## Work to be completed
Update the entries from the start through the line containing "114], [91, 112]]]" by replacing "even-odd rule" with "nonzero winding rule" and leaving everything else unchanged. Give only those lines.

## Information given
==========

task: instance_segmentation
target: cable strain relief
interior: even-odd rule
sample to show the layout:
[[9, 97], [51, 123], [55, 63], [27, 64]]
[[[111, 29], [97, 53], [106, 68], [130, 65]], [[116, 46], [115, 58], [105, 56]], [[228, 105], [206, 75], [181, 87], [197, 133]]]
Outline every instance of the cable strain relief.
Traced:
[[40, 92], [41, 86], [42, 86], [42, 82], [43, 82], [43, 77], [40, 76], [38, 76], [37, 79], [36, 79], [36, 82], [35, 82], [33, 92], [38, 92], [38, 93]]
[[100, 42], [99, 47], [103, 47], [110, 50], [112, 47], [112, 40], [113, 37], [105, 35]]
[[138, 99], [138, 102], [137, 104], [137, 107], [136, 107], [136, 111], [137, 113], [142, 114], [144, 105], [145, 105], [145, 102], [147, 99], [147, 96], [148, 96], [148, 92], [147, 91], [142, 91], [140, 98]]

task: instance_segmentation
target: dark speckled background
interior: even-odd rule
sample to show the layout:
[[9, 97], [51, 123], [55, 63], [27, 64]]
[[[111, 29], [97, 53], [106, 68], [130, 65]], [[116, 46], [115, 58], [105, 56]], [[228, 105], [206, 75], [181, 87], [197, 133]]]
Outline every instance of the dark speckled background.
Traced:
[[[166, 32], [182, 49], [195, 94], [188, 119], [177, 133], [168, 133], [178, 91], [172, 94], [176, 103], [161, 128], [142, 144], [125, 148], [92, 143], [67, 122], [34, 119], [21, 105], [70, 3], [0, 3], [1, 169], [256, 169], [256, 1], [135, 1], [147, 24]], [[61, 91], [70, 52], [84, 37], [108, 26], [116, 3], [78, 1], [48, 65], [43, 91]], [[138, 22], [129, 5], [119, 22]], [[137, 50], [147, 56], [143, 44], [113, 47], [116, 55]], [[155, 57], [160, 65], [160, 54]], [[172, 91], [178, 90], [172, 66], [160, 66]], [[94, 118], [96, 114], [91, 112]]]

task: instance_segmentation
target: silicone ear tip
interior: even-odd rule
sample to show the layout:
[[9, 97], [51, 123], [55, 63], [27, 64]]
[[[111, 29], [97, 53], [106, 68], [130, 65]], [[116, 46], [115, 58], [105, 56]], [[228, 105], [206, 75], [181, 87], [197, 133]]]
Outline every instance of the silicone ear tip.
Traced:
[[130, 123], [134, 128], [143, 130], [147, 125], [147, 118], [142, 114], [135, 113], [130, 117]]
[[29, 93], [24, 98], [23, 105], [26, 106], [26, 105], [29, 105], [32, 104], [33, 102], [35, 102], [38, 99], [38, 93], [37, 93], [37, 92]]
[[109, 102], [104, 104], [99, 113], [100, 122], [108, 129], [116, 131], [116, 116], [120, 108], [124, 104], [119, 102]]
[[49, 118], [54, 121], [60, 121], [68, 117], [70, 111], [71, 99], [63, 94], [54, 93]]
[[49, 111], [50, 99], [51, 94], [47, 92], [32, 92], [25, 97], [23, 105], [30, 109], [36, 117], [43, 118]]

==========

## Answer for this exercise
task: instance_segmentation
target: cable strain relief
interior: nonzero winding rule
sample to show the layout:
[[9, 97], [51, 123], [55, 63], [27, 64]]
[[[111, 29], [97, 53], [106, 68], [130, 65]], [[116, 46], [115, 58], [105, 56]], [[228, 105], [206, 75], [181, 87], [197, 133]]]
Outline every instance of the cable strain relief.
Traced:
[[40, 92], [41, 86], [42, 86], [42, 82], [43, 82], [43, 77], [40, 76], [38, 76], [37, 79], [36, 79], [36, 82], [35, 82], [33, 92], [38, 92], [38, 93]]
[[100, 42], [99, 47], [103, 47], [110, 50], [112, 47], [112, 40], [113, 37], [105, 35]]
[[138, 99], [138, 102], [137, 104], [137, 107], [136, 107], [136, 111], [137, 113], [142, 114], [144, 105], [145, 105], [145, 102], [147, 99], [147, 96], [148, 96], [148, 92], [147, 91], [142, 91], [140, 98]]

task: instance_segmentation
target: dark speckled background
interior: nonzero winding rule
sample to show the layout:
[[9, 97], [51, 123], [55, 63], [27, 64]]
[[[111, 29], [97, 53], [106, 68], [130, 65]], [[116, 46], [115, 58], [105, 56]], [[228, 105], [206, 75], [181, 87], [197, 133]]]
Outline every instance of the dark speckled background.
Traced:
[[[166, 32], [182, 49], [195, 94], [188, 119], [177, 133], [168, 133], [178, 91], [172, 94], [176, 103], [161, 128], [142, 144], [125, 148], [92, 143], [67, 122], [34, 119], [21, 105], [70, 3], [0, 3], [1, 169], [256, 169], [256, 1], [135, 1], [147, 24]], [[61, 91], [70, 52], [84, 37], [108, 26], [116, 3], [78, 1], [48, 65], [43, 91]], [[138, 22], [129, 5], [119, 22]], [[137, 50], [147, 56], [143, 44], [113, 47], [116, 55]], [[155, 57], [160, 65], [160, 54]], [[172, 91], [178, 90], [172, 66], [160, 66]], [[94, 118], [96, 114], [91, 112]]]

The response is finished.